Excerpt to read.
#####
# Question on 4Motion on Eos



## tjweiland (Jul 29, 2002)

Has anyone seen the frame of the Eos to understand why VW says they can't install an AWD system.
I've heard there is a stiffening member that runs across the bottom, to replace the "hoop" on the last Cabrio, basically inverting it.
Isn't the piece large enough to punch a hole in the middle, and pass a drive shaft through?


----------



## Turbocrazy (Nov 14, 2002)

*Re: Question on 4Motion on Eos (tjweiland)*

I don't think it is a matter of VW saying they "couldn't" install an AWD system. I think they just chose not to. I think they wanted the Eos to be more of a fun cruiser with some sporty traits than an all-out sports car. Addind AWD would have just added more weight and taken away from the trunk space.


----------



## x9t (Sep 19, 2005)

yeah and more expensive.. if vw isnt putting AWD on there GTI.. not even a LSD.. i dont think they will be doing it to the EOS..
#####
To-do list.
1. In the forum thread about 4Motion on the Eos, what reasons does Turbocrazy give for VW leaving all-wheel drive off the car? Answer in one to three sentences.
2. Write the next post in the forum thread about 4Motion on the Eos.
The rows have nothing to do with the forum thread about 4Motion on the Eos.

(Coordinate annotation rows)
#####
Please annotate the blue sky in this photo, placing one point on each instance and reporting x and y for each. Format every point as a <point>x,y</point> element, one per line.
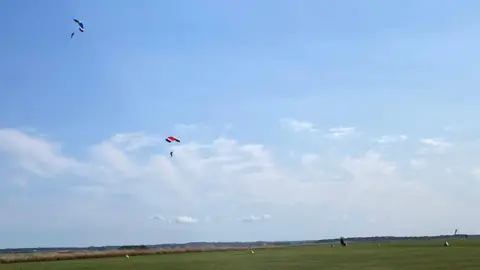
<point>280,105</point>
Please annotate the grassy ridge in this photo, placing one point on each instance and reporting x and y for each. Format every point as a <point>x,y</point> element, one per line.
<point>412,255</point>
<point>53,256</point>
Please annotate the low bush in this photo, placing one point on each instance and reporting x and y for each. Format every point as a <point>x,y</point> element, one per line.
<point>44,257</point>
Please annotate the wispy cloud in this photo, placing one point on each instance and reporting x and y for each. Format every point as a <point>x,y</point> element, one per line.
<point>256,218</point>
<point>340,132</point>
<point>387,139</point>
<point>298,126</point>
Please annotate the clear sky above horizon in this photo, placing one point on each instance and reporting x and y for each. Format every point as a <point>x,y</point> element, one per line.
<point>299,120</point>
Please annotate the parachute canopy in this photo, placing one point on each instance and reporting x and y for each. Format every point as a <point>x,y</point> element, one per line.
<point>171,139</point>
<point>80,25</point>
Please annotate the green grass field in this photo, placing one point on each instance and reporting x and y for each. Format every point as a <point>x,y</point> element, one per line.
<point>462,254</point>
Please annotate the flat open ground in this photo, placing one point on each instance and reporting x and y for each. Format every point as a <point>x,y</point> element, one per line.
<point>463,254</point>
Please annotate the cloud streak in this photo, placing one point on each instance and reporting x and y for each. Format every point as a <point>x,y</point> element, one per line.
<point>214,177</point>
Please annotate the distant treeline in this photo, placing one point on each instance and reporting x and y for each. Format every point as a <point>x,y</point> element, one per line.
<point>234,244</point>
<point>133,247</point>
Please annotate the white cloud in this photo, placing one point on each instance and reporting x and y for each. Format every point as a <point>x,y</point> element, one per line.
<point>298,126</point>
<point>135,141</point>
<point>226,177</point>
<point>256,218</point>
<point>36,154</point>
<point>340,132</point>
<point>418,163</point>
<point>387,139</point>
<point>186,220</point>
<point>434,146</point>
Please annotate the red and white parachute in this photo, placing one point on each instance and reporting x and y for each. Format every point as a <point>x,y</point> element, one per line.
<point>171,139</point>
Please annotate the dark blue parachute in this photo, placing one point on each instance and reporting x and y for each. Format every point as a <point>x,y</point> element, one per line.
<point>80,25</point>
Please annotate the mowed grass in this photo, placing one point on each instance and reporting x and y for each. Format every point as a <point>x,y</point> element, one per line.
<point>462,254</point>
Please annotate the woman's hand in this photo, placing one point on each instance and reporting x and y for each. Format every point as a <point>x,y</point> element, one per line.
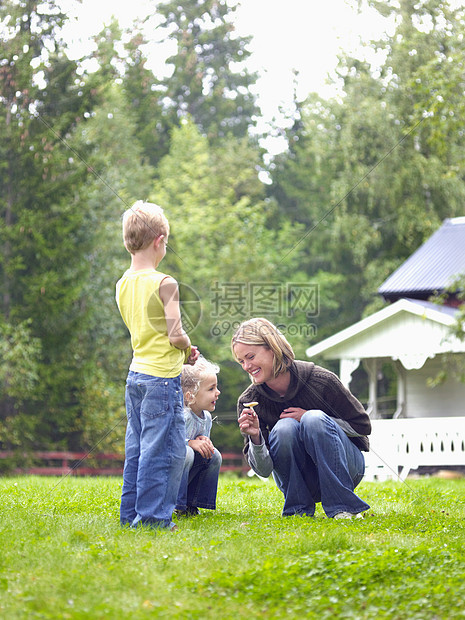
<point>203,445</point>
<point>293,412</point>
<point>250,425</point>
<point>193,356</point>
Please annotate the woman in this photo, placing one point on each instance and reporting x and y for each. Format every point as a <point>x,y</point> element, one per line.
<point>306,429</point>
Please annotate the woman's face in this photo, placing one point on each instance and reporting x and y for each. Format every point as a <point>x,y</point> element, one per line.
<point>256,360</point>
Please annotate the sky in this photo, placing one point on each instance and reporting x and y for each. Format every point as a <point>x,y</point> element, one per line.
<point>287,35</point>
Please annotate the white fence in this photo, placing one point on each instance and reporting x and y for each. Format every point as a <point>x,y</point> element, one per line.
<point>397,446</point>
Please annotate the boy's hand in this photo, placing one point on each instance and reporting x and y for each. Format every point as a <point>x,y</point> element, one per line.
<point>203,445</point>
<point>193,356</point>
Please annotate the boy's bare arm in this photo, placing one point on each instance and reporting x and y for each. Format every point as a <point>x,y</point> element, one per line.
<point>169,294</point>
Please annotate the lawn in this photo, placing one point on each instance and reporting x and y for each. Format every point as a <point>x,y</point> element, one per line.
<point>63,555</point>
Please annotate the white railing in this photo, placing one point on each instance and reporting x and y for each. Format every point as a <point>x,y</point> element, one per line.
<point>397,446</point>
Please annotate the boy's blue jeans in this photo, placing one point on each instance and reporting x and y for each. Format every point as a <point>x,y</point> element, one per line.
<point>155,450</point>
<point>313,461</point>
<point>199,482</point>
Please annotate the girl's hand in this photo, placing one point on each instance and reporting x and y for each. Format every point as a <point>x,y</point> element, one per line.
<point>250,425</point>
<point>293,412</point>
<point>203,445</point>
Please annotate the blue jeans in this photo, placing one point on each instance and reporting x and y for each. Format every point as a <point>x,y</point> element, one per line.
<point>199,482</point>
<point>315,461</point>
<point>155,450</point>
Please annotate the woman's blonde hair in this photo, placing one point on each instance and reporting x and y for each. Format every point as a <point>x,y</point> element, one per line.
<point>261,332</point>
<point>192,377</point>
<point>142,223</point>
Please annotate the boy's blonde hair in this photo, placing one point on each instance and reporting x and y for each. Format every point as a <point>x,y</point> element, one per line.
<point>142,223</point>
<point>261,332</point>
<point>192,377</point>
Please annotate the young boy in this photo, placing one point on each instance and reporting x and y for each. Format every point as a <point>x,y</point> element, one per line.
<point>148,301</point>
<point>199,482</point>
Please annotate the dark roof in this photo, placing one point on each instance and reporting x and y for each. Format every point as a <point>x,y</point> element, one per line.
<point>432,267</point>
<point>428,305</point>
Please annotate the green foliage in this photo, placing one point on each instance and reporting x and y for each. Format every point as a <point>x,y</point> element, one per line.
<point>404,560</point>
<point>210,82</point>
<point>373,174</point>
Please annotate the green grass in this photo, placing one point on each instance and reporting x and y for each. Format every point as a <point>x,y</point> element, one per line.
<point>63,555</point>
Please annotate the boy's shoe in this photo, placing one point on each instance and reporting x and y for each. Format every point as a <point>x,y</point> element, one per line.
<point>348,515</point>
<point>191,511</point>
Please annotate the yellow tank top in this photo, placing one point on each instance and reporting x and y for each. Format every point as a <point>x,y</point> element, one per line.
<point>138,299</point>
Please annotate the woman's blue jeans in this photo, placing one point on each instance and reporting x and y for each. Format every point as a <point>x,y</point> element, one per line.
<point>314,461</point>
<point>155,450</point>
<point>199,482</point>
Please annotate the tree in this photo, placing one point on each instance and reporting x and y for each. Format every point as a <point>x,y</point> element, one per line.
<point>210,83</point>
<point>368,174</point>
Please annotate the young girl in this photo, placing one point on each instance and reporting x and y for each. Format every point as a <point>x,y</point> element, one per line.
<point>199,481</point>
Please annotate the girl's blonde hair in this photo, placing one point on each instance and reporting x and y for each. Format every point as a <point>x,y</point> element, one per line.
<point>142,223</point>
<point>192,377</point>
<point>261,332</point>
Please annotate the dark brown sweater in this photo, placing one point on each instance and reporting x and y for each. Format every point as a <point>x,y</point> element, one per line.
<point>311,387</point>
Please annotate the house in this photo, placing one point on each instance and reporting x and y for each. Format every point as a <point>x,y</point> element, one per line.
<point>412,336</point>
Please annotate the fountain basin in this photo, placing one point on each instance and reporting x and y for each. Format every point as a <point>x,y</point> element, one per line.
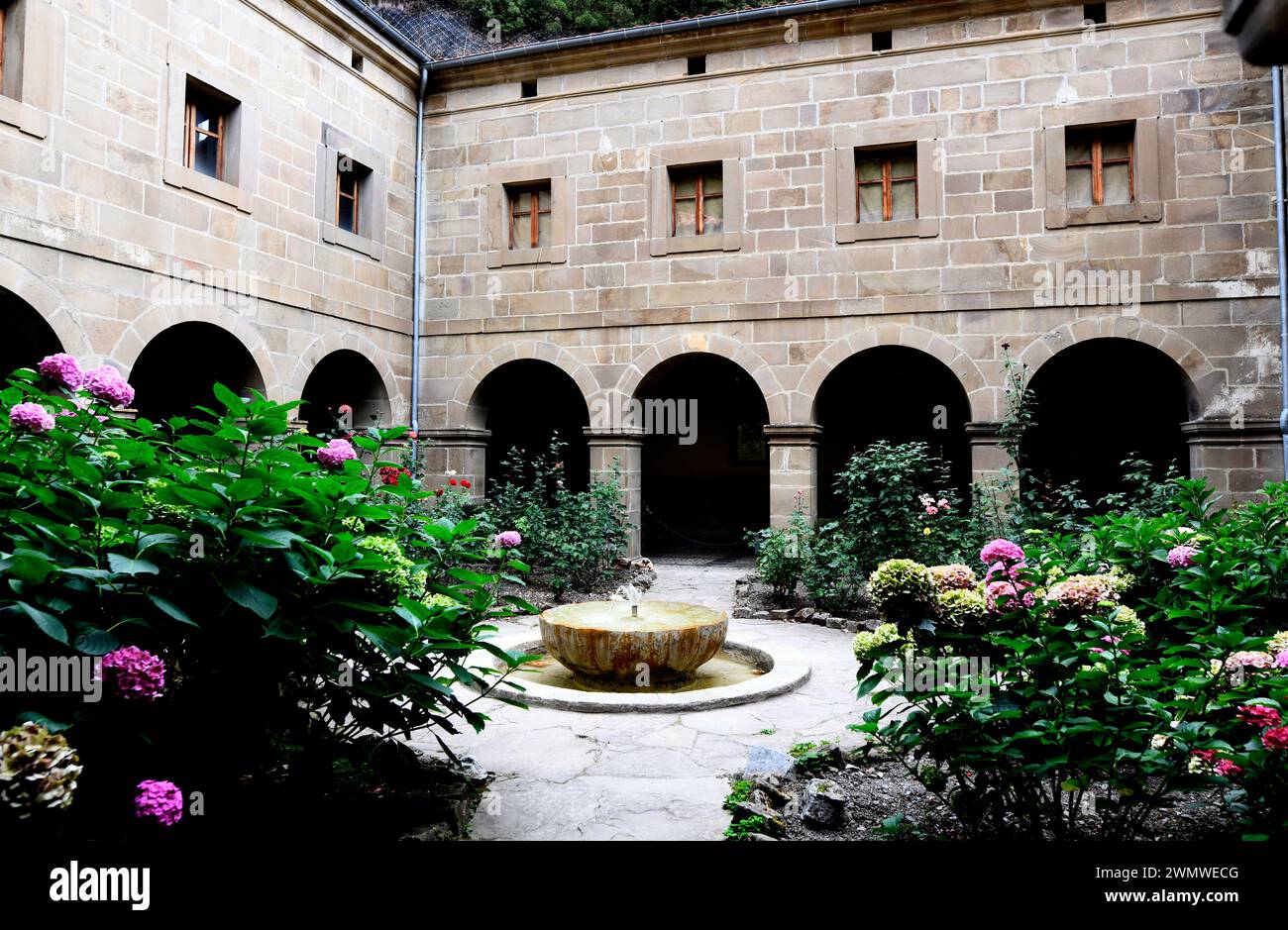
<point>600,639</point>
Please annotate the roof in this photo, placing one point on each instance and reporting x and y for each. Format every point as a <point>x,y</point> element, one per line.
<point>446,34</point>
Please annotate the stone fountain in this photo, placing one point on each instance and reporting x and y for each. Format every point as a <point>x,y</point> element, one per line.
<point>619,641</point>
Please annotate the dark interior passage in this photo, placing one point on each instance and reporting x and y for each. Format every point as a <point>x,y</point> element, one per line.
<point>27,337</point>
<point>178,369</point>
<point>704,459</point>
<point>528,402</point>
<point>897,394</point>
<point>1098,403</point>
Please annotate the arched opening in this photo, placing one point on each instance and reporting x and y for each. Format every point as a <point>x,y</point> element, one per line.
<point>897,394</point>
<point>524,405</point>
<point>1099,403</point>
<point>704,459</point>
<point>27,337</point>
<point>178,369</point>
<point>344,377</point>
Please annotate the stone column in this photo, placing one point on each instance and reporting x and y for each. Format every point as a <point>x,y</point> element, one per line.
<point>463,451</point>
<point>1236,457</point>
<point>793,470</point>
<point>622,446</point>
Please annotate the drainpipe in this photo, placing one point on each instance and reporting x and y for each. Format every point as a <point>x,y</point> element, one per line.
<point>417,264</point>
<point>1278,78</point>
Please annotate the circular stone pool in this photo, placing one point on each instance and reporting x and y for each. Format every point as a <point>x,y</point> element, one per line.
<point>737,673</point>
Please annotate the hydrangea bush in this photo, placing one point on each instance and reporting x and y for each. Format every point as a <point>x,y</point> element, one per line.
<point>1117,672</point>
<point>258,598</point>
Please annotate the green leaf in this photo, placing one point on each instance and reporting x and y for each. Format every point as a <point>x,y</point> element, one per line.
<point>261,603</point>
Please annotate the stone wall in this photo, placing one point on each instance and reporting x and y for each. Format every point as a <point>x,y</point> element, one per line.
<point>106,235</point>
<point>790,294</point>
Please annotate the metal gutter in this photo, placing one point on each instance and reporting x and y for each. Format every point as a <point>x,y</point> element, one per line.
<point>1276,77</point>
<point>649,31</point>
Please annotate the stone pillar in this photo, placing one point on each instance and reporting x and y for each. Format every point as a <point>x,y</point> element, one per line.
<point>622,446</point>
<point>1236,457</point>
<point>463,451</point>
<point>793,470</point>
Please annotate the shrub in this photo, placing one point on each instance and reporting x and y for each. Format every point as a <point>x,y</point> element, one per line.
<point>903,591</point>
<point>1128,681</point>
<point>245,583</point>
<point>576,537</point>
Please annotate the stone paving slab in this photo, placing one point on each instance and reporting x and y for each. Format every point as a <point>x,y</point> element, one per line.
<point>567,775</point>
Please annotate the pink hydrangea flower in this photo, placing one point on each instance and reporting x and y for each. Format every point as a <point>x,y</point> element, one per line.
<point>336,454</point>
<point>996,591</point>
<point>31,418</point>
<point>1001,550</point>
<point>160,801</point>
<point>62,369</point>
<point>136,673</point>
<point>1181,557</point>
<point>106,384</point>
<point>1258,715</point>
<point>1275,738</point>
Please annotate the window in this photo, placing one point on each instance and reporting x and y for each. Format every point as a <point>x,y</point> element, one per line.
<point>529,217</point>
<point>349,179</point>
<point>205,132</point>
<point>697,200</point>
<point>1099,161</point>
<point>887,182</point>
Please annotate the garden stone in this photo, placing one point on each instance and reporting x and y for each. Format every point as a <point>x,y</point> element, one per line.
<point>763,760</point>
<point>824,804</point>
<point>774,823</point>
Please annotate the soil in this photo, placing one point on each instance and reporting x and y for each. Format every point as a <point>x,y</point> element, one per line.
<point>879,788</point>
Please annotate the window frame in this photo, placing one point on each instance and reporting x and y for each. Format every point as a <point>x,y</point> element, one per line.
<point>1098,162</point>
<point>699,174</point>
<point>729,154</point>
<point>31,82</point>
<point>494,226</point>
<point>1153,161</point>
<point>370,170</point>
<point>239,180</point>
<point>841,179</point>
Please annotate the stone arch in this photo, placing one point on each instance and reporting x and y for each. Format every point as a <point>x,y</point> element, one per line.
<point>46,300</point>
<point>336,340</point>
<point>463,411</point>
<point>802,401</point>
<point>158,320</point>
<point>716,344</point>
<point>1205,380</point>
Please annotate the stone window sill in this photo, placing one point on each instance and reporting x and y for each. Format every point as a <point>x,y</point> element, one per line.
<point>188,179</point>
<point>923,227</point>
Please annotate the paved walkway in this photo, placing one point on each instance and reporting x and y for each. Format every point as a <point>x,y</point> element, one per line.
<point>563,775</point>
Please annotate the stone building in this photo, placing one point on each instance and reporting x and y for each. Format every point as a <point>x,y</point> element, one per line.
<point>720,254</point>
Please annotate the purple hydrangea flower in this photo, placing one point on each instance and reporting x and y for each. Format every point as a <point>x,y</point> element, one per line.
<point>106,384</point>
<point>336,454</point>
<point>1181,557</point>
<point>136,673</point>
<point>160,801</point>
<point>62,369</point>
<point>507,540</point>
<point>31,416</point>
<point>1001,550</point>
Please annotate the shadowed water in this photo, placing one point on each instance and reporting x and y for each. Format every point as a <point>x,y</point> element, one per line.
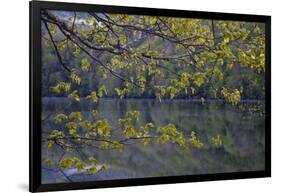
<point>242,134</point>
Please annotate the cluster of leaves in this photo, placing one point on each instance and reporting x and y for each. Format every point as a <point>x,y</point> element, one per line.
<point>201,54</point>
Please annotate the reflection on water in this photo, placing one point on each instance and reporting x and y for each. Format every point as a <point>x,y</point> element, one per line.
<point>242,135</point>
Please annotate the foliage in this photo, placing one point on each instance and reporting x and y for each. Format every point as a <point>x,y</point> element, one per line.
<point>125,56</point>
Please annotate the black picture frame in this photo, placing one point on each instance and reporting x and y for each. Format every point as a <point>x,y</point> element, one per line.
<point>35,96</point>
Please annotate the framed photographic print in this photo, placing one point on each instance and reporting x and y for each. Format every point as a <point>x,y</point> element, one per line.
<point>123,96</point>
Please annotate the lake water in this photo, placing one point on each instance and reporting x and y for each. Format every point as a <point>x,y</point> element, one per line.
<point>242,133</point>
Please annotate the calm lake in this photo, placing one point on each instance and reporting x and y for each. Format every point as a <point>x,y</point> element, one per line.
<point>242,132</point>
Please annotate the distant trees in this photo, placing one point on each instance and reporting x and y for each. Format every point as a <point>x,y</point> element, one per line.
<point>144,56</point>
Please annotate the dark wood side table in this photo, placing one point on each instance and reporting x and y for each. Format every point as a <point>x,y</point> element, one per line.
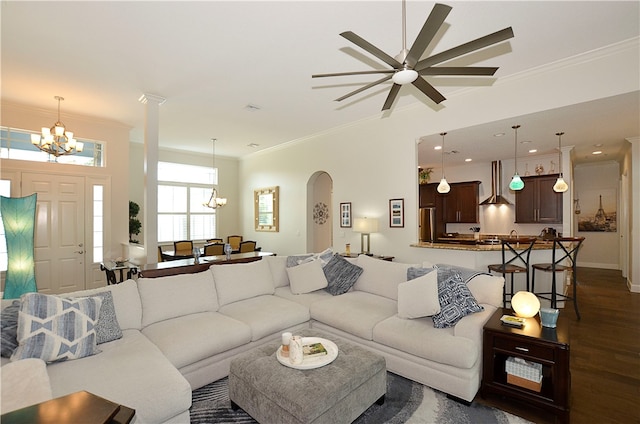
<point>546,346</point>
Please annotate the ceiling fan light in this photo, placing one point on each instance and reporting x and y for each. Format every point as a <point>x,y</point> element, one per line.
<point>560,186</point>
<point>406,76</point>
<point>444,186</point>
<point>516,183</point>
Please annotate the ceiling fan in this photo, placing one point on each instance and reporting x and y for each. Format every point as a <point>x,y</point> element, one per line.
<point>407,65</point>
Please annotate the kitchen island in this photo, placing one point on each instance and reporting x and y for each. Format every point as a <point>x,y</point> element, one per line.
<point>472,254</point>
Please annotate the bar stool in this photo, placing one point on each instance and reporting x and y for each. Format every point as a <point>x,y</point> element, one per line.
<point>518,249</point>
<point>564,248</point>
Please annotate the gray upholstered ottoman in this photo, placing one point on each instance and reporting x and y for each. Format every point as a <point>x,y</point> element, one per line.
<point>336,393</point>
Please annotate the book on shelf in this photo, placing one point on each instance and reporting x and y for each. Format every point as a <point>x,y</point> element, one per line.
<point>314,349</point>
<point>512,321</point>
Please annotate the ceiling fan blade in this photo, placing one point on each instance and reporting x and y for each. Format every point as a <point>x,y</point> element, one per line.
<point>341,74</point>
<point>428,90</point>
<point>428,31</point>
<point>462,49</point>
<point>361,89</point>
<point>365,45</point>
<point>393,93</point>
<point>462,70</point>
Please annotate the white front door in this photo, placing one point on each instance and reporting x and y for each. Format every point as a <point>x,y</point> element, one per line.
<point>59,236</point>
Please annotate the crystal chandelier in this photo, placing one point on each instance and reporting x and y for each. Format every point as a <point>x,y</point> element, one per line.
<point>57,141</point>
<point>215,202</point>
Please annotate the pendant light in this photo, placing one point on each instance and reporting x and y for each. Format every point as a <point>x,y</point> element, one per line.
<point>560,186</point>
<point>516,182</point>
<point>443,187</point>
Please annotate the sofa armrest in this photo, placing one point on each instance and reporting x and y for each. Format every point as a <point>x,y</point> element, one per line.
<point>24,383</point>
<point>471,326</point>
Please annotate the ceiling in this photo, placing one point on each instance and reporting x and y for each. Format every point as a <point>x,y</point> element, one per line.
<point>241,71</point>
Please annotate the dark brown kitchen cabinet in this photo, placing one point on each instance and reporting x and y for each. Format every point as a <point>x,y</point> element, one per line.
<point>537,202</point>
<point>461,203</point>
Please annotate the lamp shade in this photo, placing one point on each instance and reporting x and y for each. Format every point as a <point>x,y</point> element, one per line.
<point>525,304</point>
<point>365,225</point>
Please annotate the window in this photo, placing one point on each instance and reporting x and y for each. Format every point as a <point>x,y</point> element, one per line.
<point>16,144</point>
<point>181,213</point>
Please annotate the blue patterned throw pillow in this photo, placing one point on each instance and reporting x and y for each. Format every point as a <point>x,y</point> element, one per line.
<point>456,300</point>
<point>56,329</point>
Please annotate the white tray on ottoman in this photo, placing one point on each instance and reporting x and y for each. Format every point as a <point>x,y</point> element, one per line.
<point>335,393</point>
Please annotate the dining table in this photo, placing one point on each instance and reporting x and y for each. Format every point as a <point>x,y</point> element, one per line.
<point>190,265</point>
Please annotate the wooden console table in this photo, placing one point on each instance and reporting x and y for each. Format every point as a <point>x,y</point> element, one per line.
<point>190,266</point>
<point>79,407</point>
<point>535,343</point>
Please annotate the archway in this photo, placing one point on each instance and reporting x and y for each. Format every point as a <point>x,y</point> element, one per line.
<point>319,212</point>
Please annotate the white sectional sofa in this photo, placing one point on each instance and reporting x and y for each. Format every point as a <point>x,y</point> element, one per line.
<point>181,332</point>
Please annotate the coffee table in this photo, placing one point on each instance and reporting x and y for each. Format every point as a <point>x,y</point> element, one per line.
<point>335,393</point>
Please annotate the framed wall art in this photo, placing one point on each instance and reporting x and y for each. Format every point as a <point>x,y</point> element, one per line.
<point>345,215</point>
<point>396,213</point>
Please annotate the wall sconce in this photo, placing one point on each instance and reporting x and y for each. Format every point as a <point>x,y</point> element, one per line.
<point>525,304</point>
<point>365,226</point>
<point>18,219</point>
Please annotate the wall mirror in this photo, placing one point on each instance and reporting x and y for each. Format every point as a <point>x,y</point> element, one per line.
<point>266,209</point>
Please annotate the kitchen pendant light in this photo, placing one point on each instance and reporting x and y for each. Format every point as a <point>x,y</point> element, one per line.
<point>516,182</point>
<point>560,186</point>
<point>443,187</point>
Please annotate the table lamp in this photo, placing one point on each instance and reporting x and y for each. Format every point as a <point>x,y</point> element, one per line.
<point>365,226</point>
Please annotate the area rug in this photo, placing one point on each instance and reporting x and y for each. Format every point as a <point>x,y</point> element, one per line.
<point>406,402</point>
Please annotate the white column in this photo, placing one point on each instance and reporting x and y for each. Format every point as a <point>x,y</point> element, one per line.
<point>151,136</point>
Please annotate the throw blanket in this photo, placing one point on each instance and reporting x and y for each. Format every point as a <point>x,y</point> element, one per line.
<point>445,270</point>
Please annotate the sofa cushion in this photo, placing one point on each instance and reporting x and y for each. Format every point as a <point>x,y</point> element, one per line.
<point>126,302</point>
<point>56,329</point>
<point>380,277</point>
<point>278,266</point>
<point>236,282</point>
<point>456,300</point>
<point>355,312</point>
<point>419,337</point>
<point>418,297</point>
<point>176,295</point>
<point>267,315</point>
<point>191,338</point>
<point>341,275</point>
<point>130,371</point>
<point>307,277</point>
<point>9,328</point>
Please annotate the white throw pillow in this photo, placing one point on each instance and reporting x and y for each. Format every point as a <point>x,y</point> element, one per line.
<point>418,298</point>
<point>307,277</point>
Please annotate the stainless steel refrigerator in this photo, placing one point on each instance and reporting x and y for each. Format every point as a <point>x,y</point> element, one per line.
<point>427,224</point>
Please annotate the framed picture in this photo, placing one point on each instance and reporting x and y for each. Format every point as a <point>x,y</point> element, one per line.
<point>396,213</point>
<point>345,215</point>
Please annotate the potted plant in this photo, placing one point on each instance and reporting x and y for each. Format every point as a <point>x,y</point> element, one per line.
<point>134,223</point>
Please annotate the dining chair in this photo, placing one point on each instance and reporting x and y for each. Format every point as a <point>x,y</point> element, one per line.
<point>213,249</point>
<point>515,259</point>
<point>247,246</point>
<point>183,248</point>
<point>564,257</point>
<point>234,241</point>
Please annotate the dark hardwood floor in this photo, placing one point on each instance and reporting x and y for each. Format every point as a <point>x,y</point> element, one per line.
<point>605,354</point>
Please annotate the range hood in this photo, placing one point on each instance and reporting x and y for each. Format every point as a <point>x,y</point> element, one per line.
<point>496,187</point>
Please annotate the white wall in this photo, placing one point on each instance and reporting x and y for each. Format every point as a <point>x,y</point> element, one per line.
#####
Exercise answers.
1. Turbocrazy thinks VW chose not to add it because they wanted the Eos to be more of a fun cruiser with some sporty traits than an all-out sports car. Adding AWD would also have added weight and taken away from the trunk space.

2.
JT


----------



## tjweiland (Jul 29, 2002)

*Re: (x9t)*

Then how about an EosR


----------



## WolfsburgerMitFries (Jul 4, 2005)

*Re: (tjweiland)*


_Quote, originally posted by *tjweiland* »_Then how about an EosR









Already been thought of. I wish they would have an R32 style appearance package just like how Mercedes Benz offers an AMG appearance package seperately from a full AMG car. And I also wish VW would have selected a differented marketing label for their performance oriented products. Let the Japenese and the rice crowd have the "R", they own it anyways.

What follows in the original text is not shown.